Instructions for the task
Copy all of the data below word for word, leaving the pictures out of your answer.

Data shown
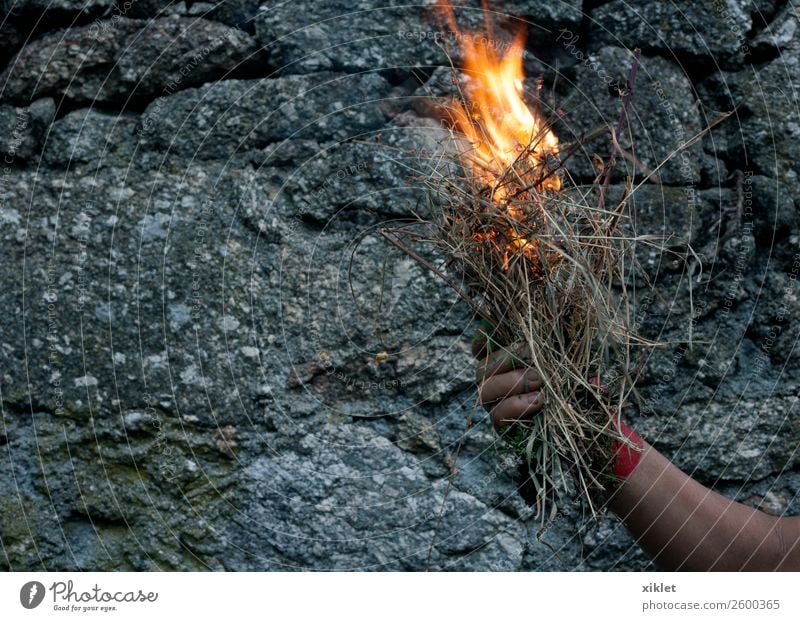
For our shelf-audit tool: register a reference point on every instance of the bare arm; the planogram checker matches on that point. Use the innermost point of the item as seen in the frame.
(685, 526)
(680, 523)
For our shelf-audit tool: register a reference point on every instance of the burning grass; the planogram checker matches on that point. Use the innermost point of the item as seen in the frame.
(543, 262)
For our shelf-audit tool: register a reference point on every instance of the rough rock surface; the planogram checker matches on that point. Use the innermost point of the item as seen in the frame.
(198, 298)
(122, 60)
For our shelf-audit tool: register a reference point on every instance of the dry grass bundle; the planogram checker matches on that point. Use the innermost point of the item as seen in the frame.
(543, 262)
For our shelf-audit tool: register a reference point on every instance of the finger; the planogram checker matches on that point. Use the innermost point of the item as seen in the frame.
(479, 344)
(518, 407)
(504, 385)
(502, 361)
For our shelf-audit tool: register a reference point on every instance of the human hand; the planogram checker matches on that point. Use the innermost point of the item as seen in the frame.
(508, 388)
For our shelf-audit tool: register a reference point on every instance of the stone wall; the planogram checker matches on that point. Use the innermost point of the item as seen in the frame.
(195, 291)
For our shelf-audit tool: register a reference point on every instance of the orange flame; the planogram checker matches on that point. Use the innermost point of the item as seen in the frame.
(503, 131)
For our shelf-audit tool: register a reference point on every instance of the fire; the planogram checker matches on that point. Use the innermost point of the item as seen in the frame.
(508, 141)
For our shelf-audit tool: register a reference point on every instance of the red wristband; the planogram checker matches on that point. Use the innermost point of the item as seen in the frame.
(626, 457)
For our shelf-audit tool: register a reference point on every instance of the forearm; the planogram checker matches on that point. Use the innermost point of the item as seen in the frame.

Output for this exercise
For our shelf-audit tool: register a reference point on every instance of the bare arm; the planogram checker matches on that point. Use the innermost point of the item as seen in the frame.
(685, 526)
(680, 523)
For our shelf-audit tool: register a reference point on every instance of the burning grass; the planogram checker matches on that point. Use the innermost point of the item as seen in the frame.
(543, 262)
For our shelf-audit tool: register a reference point on every instance of the rough rock surface; the planogram checker matches on that point. Use the innermost point of the item as seen in the frame.
(198, 298)
(122, 60)
For our shelf-audit tool: register a reference point on every instance of the dry grass bundle; the planogram checker matches on that point. Use the innermost point of the item as seen in the frame.
(543, 262)
For our shelf-audit tool: register a reference point on every instance of the finger; the planogram checker matches on that point. Use the innermost point of the item as seen in the frame.
(479, 344)
(518, 407)
(504, 385)
(502, 361)
For our shelf-audit tool: register a reference point on every instance of the human hand; the planogram checker matches on that point. Use the innermost point of the item as seen in the frame.
(508, 388)
For our shelf-audit tool: register a reference point on every instance of the stone wall; the planogram checker matches on that point. Use the innermost point of the item as seen in the frame.
(195, 291)
For our shelf-audit tool: register a reference point on every instance of the orange flame; the planogram checker matches on that point. Use the innermost point of the item as seen in the frame.
(503, 131)
For our shelf-audit tool: register a reference point on every instance of the fire; the planogram checker matches on that point. Use the innermost point of the item as seen in the frame.
(508, 141)
For our shelf-audit tool: register a reference point on every instance of the red wristband; the planogram checker matches on that point. Use the innermost point of the item as seen in the frame.
(626, 457)
For our shelf-audit tool: register a reference point on every instance of the forearm; the planogram checker matches on that point. Use the innermost point of the item as seen in the frame.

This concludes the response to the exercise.